**WORK REQUIRED**
Repeat each entry in full, exactly.

**DATA LISTING**
- - -
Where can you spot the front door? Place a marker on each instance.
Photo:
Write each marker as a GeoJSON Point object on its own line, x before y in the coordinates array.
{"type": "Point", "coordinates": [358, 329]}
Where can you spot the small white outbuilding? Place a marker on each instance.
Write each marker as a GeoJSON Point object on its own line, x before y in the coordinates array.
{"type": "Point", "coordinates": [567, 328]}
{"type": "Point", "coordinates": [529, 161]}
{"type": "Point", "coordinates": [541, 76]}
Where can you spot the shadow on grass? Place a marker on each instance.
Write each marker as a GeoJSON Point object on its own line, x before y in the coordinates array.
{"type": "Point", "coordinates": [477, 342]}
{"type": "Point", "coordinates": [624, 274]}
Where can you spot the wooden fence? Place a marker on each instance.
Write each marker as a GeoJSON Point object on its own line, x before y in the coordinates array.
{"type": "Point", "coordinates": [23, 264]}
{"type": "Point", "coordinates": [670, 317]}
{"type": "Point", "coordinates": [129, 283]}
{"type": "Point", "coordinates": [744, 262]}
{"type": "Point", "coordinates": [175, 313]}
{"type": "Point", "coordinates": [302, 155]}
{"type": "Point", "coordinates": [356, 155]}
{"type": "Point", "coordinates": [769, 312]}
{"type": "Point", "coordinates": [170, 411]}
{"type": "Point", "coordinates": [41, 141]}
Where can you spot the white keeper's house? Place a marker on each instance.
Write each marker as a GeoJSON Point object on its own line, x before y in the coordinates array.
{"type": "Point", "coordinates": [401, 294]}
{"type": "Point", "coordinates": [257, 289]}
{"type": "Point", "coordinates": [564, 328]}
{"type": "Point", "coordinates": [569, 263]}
- - -
**REPLY TO THE EXERCISE**
Where can you spot the front door? Place a marker on each instance.
Photo:
Write each marker as a GeoJSON Point object on its own line, x before y in the coordinates array.
{"type": "Point", "coordinates": [358, 329]}
Where can you spot the small white outbuilding? Place a marker on each instance.
Write each marker as a GeoJSON Point object on its own line, x before y in the coordinates array.
{"type": "Point", "coordinates": [567, 328]}
{"type": "Point", "coordinates": [529, 161]}
{"type": "Point", "coordinates": [541, 76]}
Where can you spot the shadow on grass? Place a marker on each instance.
Write each marker as a GeoJSON Point object on its own line, x before y in the coordinates array.
{"type": "Point", "coordinates": [477, 342]}
{"type": "Point", "coordinates": [624, 274]}
Where can you spot the wooden fence? Place a marker on each instance.
Write each marker as a GeoJSON Point object on its own line, x before y in the coordinates array.
{"type": "Point", "coordinates": [23, 264]}
{"type": "Point", "coordinates": [670, 317]}
{"type": "Point", "coordinates": [129, 283]}
{"type": "Point", "coordinates": [744, 262]}
{"type": "Point", "coordinates": [175, 313]}
{"type": "Point", "coordinates": [302, 155]}
{"type": "Point", "coordinates": [356, 155]}
{"type": "Point", "coordinates": [769, 312]}
{"type": "Point", "coordinates": [170, 411]}
{"type": "Point", "coordinates": [41, 141]}
Where can you spot the white keeper's house? Place a marker on each instance.
Write each marker as a GeoJSON Point object on its own line, x before y in the coordinates array.
{"type": "Point", "coordinates": [401, 294]}
{"type": "Point", "coordinates": [257, 289]}
{"type": "Point", "coordinates": [564, 328]}
{"type": "Point", "coordinates": [569, 263]}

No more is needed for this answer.